Data:
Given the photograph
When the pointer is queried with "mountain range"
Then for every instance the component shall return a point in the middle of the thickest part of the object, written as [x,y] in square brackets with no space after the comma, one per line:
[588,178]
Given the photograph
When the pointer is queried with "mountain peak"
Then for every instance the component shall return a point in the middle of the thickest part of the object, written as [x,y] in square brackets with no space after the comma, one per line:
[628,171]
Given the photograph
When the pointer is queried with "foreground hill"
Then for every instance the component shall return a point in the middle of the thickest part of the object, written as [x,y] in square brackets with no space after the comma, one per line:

---

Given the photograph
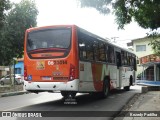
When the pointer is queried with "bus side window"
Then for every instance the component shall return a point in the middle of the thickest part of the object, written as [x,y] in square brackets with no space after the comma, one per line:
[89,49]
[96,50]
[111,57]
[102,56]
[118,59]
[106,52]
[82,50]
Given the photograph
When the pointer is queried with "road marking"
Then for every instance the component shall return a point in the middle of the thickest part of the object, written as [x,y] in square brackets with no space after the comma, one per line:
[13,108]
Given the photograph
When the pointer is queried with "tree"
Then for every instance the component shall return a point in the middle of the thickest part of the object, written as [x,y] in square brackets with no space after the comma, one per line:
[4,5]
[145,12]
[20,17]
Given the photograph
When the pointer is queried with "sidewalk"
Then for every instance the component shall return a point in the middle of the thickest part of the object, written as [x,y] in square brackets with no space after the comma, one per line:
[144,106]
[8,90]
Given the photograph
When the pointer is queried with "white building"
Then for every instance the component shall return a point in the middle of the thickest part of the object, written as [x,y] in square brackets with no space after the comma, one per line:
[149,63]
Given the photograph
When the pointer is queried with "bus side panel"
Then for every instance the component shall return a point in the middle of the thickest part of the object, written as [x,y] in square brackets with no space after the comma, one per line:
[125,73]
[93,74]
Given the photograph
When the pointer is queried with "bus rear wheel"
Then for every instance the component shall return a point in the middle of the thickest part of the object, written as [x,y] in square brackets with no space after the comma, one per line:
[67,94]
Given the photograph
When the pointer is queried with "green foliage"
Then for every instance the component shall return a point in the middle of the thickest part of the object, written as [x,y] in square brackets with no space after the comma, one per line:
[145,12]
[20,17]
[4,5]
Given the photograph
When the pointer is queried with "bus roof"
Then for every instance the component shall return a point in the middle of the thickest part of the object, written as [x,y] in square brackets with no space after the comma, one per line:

Try it:
Among the lines of the material, find those holding the word "mountain" and return them.

Response box:
When the pointer is queried with "mountain range"
When the pointer is queried with "mountain peak"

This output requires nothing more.